**PASSAGE SHOWN**.
Government is only as good or bad as the people who run it. It is not evil in itself nor is it good in itself, or as  he says, "But, to speak practically and as a citizen unlike those who call themselves no-government men, I ask for, not at once no government, but at once a better government. Let every man make known what kind of government would command his respect, and that will be one step toward obtaining it" (p. 222). In other words a government closer to the ideas of equality and justice that we are entitled to according to the Declaration.

He is very clear on the source of his disgust for the current government, "I cannot for an instant recognize that political organization as my government which is the slave's government also" (p. 223) (referring to the slave owners not the actual slaves)

In The Federalist we discussed how the ideal of government was supposed to function like a machine and thus create an impersonal system of control that is not under the control of any one person. As long as the machine functions properly and maintains justice in society but what happens if the machine is creating injustice:
If the unjustice is part of the necessary friction of the machine of government, let it go, let it go: perchance it will wear smooth––certainly the machine will wear out. If the unjustice has a spring, or a pulley, or a rope, or a crank,  exclusively for itself, then perhaps you may consider whether the remedy will not be worse than the evil; but if it is of such a nature that it requires you to be the agent of injustice to another, then, I say break the law. Let you life be a counterfriction to stop the machine. What I have to do is to see at any rate, that I do not lend myself to the wrong which I condemn (p. 226).

**PARTS OF THE EXERCISE**.
- a) Extract the stretch of the passage on government and injustice from "Government is only" through "the actual slaves)".
- b) Rewrite the stretch of the records from the line containing "point: blue sky" through the end of the records, swapping "innermost" for "central" and changing nothing else. Return only those lines.

**RECORDS TO PROCESS**.
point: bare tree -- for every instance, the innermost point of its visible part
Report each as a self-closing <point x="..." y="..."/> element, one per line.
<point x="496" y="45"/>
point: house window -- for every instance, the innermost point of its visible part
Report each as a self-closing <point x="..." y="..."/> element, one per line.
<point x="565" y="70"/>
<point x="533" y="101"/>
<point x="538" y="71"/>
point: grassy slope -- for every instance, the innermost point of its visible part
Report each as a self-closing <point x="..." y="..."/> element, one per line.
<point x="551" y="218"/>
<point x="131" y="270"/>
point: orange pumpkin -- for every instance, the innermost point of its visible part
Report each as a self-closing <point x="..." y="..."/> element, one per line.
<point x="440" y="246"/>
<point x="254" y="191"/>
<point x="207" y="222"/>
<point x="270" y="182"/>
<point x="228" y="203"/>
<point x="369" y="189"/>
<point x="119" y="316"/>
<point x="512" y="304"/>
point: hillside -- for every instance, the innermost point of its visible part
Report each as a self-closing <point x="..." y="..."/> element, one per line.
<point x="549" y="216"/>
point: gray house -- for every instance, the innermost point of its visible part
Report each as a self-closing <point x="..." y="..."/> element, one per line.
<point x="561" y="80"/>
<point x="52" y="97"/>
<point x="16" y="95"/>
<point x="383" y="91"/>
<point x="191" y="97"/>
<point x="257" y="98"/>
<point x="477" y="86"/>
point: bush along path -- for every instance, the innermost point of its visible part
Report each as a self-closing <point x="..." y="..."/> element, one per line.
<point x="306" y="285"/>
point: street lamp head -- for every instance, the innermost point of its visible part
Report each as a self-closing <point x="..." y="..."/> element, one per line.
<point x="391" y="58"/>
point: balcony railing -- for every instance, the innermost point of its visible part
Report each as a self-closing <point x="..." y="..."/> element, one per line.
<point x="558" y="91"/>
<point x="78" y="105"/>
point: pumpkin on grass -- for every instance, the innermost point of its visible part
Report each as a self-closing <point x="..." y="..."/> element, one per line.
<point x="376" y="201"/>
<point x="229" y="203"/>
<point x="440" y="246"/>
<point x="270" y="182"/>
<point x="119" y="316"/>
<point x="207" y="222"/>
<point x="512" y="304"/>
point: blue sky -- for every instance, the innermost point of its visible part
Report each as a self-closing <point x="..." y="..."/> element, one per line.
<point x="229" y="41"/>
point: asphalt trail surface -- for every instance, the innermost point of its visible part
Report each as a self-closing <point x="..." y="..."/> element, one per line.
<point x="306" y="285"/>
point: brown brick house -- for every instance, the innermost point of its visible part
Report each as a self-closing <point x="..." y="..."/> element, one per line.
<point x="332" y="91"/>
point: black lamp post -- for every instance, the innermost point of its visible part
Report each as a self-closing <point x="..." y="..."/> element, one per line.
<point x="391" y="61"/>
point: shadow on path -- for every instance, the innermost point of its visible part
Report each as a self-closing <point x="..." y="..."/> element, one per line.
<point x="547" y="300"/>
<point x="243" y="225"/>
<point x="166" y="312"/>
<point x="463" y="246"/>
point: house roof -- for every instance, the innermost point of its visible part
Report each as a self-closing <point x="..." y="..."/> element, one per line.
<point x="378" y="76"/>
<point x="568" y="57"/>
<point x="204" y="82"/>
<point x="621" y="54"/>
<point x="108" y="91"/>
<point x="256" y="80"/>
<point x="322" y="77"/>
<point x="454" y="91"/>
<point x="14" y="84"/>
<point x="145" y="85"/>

**SOLUTIONS PER TASK**.
- a)
Government is only as good or bad as the people who run it. It is not evil in itself nor is it good in itself, or as  he says, "But, to speak practically and as a citizen unlike those who call themselves no-government men, I ask for, not at once no government, but at once a better government. Let every man make known what kind of government would command his respect, and that will be one step toward obtaining it" (p. 222). In other words a government closer to the ideas of equality and justice that we are entitled to according to the Declaration.

He is very clear on the source of his disgust for the current government, "I cannot for an instant recognize that political organization as my government which is the slave's government also" (p. 223) (referring to the slave owners not the actual slaves)

- b)
point: blue sky -- for every instance, the central point of its visible part
Report each as a self-closing <point x="..." y="..."/> element, one per line.
<point x="229" y="41"/>
point: asphalt trail surface -- for every instance, the central point of its visible part
Report each as a self-closing <point x="..." y="..."/> element, one per line.
<point x="306" y="285"/>
point: brown brick house -- for every instance, the central point of its visible part
Report each as a self-closing <point x="..." y="..."/> element, one per line.
<point x="332" y="91"/>
point: black lamp post -- for every instance, the central point of its visible part
Report each as a self-closing <point x="..." y="..."/> element, one per line.
<point x="391" y="61"/>
point: shadow on path -- for every instance, the central point of its visible part
Report each as a self-closing <point x="..." y="..."/> element, one per line.
<point x="547" y="300"/>
<point x="243" y="225"/>
<point x="166" y="312"/>
<point x="463" y="246"/>
point: house roof -- for every instance, the central point of its visible part
Report each as a self-closing <point x="..." y="..."/> element, one per line.
<point x="378" y="76"/>
<point x="568" y="57"/>
<point x="204" y="82"/>
<point x="621" y="54"/>
<point x="108" y="91"/>
<point x="256" y="80"/>
<point x="322" y="77"/>
<point x="454" y="91"/>
<point x="14" y="84"/>
<point x="145" y="85"/>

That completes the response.